═══ RECORD LIST ═══
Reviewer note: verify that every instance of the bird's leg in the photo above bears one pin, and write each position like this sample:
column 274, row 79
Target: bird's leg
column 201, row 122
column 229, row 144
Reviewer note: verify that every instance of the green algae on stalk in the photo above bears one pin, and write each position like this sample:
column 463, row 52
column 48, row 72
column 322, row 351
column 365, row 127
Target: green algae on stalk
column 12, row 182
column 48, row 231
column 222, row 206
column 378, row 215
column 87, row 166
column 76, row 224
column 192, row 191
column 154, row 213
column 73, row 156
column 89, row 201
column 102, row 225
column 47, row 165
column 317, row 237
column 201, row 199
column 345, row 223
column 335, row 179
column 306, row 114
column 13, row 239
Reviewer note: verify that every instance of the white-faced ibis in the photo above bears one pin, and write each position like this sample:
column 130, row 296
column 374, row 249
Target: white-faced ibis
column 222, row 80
═══
▸ **SET PROBLEM**: Your task is to write out the lines from the one with "Reviewer note: verify that every instance of the white-faced" through the end of the records, exactly and with nothing added.

▸ **RIGHT ANSWER**:
Reviewer note: verify that every instance of the white-faced ibis in the photo above bears one pin, and write each position like this sample:
column 130, row 296
column 374, row 249
Target: white-faced ibis
column 222, row 80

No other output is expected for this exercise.